***** EXTRACTED DATA *****

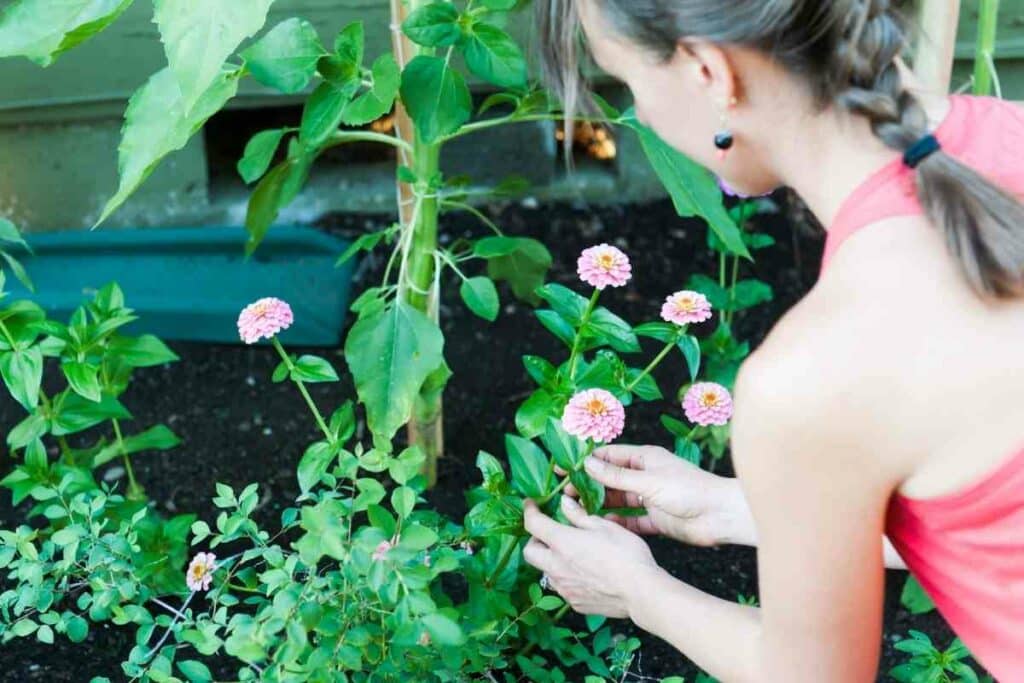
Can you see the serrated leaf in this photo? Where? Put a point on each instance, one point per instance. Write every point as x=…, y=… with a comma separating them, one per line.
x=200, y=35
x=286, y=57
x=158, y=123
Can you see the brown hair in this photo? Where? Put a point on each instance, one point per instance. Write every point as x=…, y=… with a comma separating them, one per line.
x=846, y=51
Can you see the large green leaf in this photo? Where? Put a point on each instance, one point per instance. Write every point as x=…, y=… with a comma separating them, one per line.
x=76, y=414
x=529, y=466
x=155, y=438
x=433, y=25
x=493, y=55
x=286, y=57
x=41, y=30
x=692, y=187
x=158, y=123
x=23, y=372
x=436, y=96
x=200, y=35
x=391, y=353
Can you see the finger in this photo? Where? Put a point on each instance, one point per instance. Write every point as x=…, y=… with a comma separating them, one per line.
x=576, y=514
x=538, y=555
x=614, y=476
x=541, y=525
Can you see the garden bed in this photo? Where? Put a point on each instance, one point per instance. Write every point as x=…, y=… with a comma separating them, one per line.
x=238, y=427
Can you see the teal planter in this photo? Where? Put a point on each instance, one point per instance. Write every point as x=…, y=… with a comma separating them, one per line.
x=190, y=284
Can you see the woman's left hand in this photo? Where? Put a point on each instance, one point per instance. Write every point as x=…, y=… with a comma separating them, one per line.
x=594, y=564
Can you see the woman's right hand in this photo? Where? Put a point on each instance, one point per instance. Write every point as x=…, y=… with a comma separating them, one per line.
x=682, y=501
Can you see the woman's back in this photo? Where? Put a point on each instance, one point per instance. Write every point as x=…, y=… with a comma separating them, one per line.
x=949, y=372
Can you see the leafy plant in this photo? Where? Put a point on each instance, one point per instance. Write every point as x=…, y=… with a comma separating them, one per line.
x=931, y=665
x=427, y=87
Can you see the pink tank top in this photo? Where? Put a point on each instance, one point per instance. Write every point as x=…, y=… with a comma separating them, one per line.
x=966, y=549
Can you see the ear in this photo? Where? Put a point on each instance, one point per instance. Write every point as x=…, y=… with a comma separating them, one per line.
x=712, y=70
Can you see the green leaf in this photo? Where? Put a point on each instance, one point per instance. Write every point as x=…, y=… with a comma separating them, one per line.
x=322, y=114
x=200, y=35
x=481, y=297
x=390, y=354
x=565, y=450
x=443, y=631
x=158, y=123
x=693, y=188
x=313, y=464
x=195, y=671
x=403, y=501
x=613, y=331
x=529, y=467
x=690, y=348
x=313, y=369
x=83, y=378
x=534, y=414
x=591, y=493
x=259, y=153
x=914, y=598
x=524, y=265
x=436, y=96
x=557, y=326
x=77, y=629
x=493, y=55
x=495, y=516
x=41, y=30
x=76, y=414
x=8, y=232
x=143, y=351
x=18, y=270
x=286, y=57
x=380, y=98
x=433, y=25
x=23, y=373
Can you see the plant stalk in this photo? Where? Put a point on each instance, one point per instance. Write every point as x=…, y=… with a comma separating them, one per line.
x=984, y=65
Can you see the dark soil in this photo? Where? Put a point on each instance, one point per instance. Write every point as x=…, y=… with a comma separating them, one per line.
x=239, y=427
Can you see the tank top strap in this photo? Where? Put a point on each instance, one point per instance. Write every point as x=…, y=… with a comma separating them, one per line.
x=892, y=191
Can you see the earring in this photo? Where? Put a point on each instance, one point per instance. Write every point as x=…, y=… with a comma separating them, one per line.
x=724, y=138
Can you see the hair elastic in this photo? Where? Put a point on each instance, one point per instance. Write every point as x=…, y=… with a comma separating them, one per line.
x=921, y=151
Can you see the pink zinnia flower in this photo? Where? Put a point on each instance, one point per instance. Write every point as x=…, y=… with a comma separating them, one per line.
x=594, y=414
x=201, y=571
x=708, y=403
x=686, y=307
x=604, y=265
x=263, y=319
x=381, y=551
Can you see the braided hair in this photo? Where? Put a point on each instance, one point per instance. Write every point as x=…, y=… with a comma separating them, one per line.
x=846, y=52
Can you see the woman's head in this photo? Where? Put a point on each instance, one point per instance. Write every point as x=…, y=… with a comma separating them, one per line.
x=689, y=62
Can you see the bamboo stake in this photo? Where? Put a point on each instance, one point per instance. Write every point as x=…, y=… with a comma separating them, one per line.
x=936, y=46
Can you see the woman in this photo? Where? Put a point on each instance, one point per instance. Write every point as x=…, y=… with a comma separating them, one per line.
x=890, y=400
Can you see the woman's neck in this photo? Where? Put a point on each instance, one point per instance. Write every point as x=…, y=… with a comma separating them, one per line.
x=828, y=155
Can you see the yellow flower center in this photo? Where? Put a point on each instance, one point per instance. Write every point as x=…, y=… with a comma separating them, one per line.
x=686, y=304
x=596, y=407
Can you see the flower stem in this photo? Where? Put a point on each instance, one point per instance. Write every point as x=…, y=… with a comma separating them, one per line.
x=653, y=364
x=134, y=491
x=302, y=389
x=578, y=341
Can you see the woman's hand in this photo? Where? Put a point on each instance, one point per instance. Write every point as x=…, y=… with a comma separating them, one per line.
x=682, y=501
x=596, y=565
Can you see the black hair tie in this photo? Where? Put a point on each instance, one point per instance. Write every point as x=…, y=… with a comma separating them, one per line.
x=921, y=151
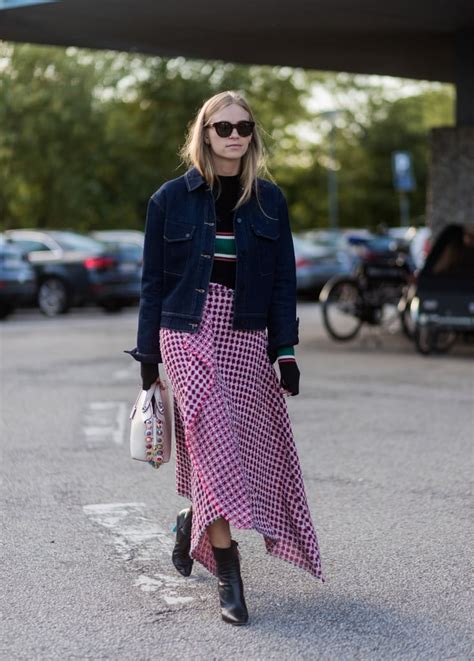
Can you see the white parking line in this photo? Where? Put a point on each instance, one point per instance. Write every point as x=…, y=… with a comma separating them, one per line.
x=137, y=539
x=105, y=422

*****

◆ **TASK GOAL**
Give every item above as a two-column CSV headed item_text and answer, with one row per item. Put the item's text and its answer each in a single quoted field with line breaks replaced by spaces, and leave out the pictures.

◆ **THE SOLUTION**
item_text,answer
"Can you see the serrated leaf in this photo? Where? Put a point on each instance, one point per instance. Write every point as x=…, y=… with a comma separating them, one per line.","x=200, y=35 x=286, y=57 x=158, y=123"
"Can you see the brown hair in this photo? Where? Put a point on each instance, one point per instance. Write every point as x=…, y=… with a comma separating them, one per line.","x=846, y=51"
"Can you see the large green leaf in this photo? Where? Put a point on each instance, one point per instance. Write every point as x=…, y=… with a comma separating them, one per line.","x=76, y=414 x=529, y=466 x=155, y=438 x=433, y=25 x=493, y=55 x=286, y=57 x=41, y=30 x=692, y=187 x=158, y=123 x=23, y=372 x=436, y=96 x=200, y=35 x=391, y=353"
"Can you see the finger in this photo? Where? Put a point on each instance, one point per instance. Write every point as x=…, y=… with a comma separating them, one per line.","x=576, y=514 x=538, y=555 x=614, y=476 x=541, y=525"
"Can you see the garden bed in this photo? Where? Put a point on each instance, one point per instance. Write every point as x=…, y=… with a comma separating them, one per line.","x=238, y=427"
"Can you see the teal planter in this photo? Where? Put a point on each instance, one point per instance. Write every point as x=…, y=… with a comma separating them, one per line.","x=190, y=284"
"Can you see the woman's left hand in this photo? Where? Put a point on each instance, one point per instance. Write every point as x=…, y=… with a comma separating them, one per line.","x=594, y=564"
"Can you see the woman's right hand in this photo? Where? Put a point on each instance, one point per instance. Write every point as x=…, y=… with a comma separating them, one per line.","x=682, y=501"
"Can you see the woman's back in this photo? Where? Put a point on each instance, one point per instance. Write every point as x=…, y=… with a comma separating them, one per line.","x=949, y=372"
"Can you see the leafy plant in this photo? Where? Put a point on each instance, one point per instance. Write every point as x=…, y=… with a comma separating them, one per line.","x=931, y=665 x=427, y=87"
"Can you see the pink tank top in this photo? Where? Put a point on each instance, one point per instance. Write every point as x=…, y=… with a comma separating them, one per line.","x=966, y=549"
"Can you see the ear in this photo? Where? Put a point on each instance, one point per instance. Write every point as x=…, y=… with a comma separating them, one per line.","x=712, y=70"
"Can you see the green leaf in this photo? Where? Put a point on each instance, one point per instance. Write every point as x=…, y=… with a comma separating them, one per line.","x=322, y=114 x=200, y=35 x=481, y=297 x=390, y=354 x=565, y=450 x=443, y=631 x=158, y=123 x=693, y=188 x=313, y=464 x=195, y=671 x=403, y=501 x=613, y=331 x=529, y=467 x=690, y=348 x=313, y=369 x=83, y=378 x=534, y=414 x=591, y=493 x=259, y=153 x=914, y=598 x=524, y=265 x=436, y=96 x=557, y=326 x=77, y=629 x=493, y=55 x=495, y=516 x=41, y=30 x=76, y=414 x=8, y=232 x=143, y=351 x=18, y=270 x=286, y=57 x=380, y=98 x=433, y=25 x=23, y=373"
"Can you see the plant stalk in this photo? Where? Put a point on each instance, one point per instance. Write every point as x=…, y=… with a comma separating them, one per line.","x=984, y=65"
"Can you see the dark soil in this photo? Where? Put a point on each instance, one point per instance. Write every point as x=…, y=… with a comma separating them, one per line.","x=239, y=427"
"Can you see the tank top strap in this photo? Where? Put a point on each instance, one point per instance. Write every point as x=…, y=… with a comma separating them, one per line.","x=892, y=191"
"Can you see the earring in this photo? Where? Put a point on each instance, one point per instance. Write every point as x=…, y=… with a comma separating them, one per line.","x=724, y=138"
"Can you see the hair elastic in this photo? Where? Put a point on each instance, one point per instance. Write every point as x=…, y=… with a comma separating them, one per line.","x=921, y=151"
"Can you see the pink zinnia flower in this photo? Where? Put a point on each instance, one point per instance. Write every point as x=…, y=… with a comma separating them, one per line.","x=594, y=414 x=201, y=571 x=708, y=403 x=686, y=307 x=604, y=265 x=263, y=319 x=381, y=551"
"Can you see the braided hair in this photo? Where? Put a point on each instance, one point per instance. Write every point as x=…, y=… with a comma separating them, one per line.","x=846, y=52"
"Can you see the woman's head in this photo? Where? Put a point on each instance, one point per instance. Write every point as x=…, y=… with a comma separating them, one per line.","x=689, y=62"
"Can you see the bamboo stake in this photo? Where? Put a point on each instance, one point per instance. Write every point as x=…, y=… with a comma separating them, one per line.","x=936, y=46"
"Can you see the woman in this photo? Where? Put a point on each instance, one point per instance. Write every point as x=…, y=… with a comma separating them, one per line.","x=890, y=400"
"Can you see the woman's neck in this photo? Where? Put a point on each instance, one point per instance. Write every point as x=…, y=… with a comma separating them, one per line.","x=828, y=155"
"Can you see the yellow flower center in this photo? Where? Put a point on each instance, one point per instance. Write every point as x=…, y=… with a comma separating them, one per line.","x=686, y=304 x=596, y=407"
"Can you see the flower stem in this photo? Where? Put a point on each instance, one point per instance. Write every point as x=…, y=… with a comma separating them, one per line.","x=653, y=364 x=134, y=491 x=302, y=389 x=578, y=341"
"Can you see the woman's hand in this photo? Where? Put a point on each instance, one point per instance. Write every point as x=…, y=… with a comma separating them, one per line.","x=682, y=501 x=596, y=565"
"Can you see the black hair tie in this photo? Where? Put a point on each instance, one point per instance. Write every point as x=…, y=… with a comma separating them, one per line.","x=921, y=151"
"Can you see the white parking line in this photo? Where? Put a point on each instance, one point per instance. Write every point as x=…, y=… with a comma separating them, one per line.","x=137, y=539 x=105, y=422"